**Requisito 1**
Traduzca al inglés esta oración del fragmento sobre la izquierda política: "La endogamia interna asfixia a las organizaciones progresistas, alejándolas de la ciudadanía real".
**Requisito 2**
Prosiga el fragmento sobre la izquierda política a partir de su última oración, manteniendo el tono y la estructura de propuestas.

El electorado percibe esa fragmentación como un síntoma de inmadurez política y acaba optando por opciones conservadoras que transmiten una imagen de mayor estabilidad, aunque en realidad respondan a intereses de minorías privilegiadas.

El mal filtro: honestidad, talento y endogamia política

«El peor enemigo de la izquierda no está en la derecha, sino en su propia incapacidad para seleccionar a los mejores». Otro error grave es el deficiente filtro en la selección de cuadros políticos. Con frecuencia, las candidaturas y cargos no se deciden por méritos objetivos —honestidad, honradez, capacidad contrastada, trayectoria profesional o expertise en la materia—, sino por lealtades internas o afinidades con determinadas corrientes.

Esto conduce a que personas con verdadero talento, vocación de servicio público y credibilidad social queden marginadas, mientras prosperan quienes dominan el arte de medrar en el partido. La política se convierte entonces en un fin en sí mismo, más vinculada al ascenso personal que al servicio al bien común.

La endogamia interna asfixia a las organizaciones progresistas, alejándolas de la ciudadanía real. El resultado es un progresismo burocratizado, débil en ideas renovadoras y plagado de figuras que no resisten un análisis mínimo de solvencia técnica o ética. Esta dinámica erosiona la confianza del electorado y genera la percepción de que la izquierda no es mejor que la derecha en cuanto a prácticas de poder.

Historia y memoria: entre el deber y el riesgo del anclaje

La izquierda tiene la obligación ética de mantener viva la memoria histórica y la lucha por los derechos. Sin embargo, cuando el discurso se centra exclusivamente en el pasado, sin proyectarlo hacia soluciones de futuro, corre el riesgo de sonar nostálgico y poco propositivo. El electorado joven no se moviliza solo recordando lo que significó la dictadura o la represión, sino percibiendo cómo los valores democráticos se traducen en oportunidades vitales concretas: empleo digno, vivienda asequible, igualdad real. Si no se conecta memoria con esperanza, la derecha logra imponer la idea de que el progresismo vive anclado en un relato derrotista.

¿Qué debería hacer la izquierda para revertir la situación?

«La justicia social no se predica: se practica con políticas que cambian la vida de la gente». Reconectar con lo material: volver al terreno de los problemas cotidianos (sueldos, alquileres, facturas, transporte, listas de espera sanitarias). La política progresista debe dejar de flotar en debates abstractos y volver a lo tangible. Unificar estrategias: superar el sectarismo y la fragmentación. Los electores no premian las batallas intestinas, sino la unidad en torno a programas claros y alcanzables.

**Sección de datos**
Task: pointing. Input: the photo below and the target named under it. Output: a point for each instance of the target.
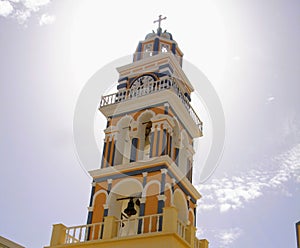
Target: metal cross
(159, 20)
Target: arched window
(145, 134)
(122, 148)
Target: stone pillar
(110, 227)
(190, 234)
(169, 220)
(58, 235)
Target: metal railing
(181, 229)
(139, 225)
(149, 88)
(84, 233)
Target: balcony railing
(115, 229)
(139, 225)
(150, 88)
(83, 233)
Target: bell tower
(143, 194)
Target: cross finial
(159, 20)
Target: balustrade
(149, 88)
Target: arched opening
(168, 195)
(144, 133)
(151, 192)
(181, 205)
(123, 140)
(183, 162)
(175, 142)
(118, 201)
(98, 215)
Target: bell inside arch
(130, 210)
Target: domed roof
(159, 32)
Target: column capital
(161, 197)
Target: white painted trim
(101, 191)
(144, 194)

**Respuesta 1**
Internal inbreeding stifles progressive organizations, distancing them from real citizens.

**Respuesta 2**
Ganar la batalla digital: invertir en comunicación innovadora, adaptada a las lógicas de redes, pero sin caer en el populismo vacío. Es necesario construir un relato emocional que vincule esperanza y justicia social. Ejemplaridad ética: los casos de corrupción, privilegios o incoherencias destruyen la credibilidad progresista más que cualquier ataque externo. La izquierda debe ser inflexible consigo misma en la gestión pública.

Pedagogía democrática: recuperar la tradición de explicar la política con rigor y claridad, evitando tecnicismos vacíos y, a la vez, combatiendo bulos y discursos de odio con datos verificables. Propuesta de futuro: no basta con resistir a la derecha, hay que ofrecer un proyecto transformador de país. Políticas de transición ecológica justa, economía del conocimiento, igualdad intergeneracional y feminismo inclusivo deben ser motores de cambio, no consignas superficiales.

Conclusión: recuperar la confianza perdida

El problema de la izquierda no es que carezca de ideas justas, sino que ha olvidado cómo trasladarlas a la vida cotidiana de la gente. Ha caído en la tentación de la política espectáculo, en el narcisismo parlamentario y en debates que alejan más que acercan. Mientras tanto, la derecha y la extrema derecha avanzan explotando el miedo, el resentimiento y la falsa promesa de orden.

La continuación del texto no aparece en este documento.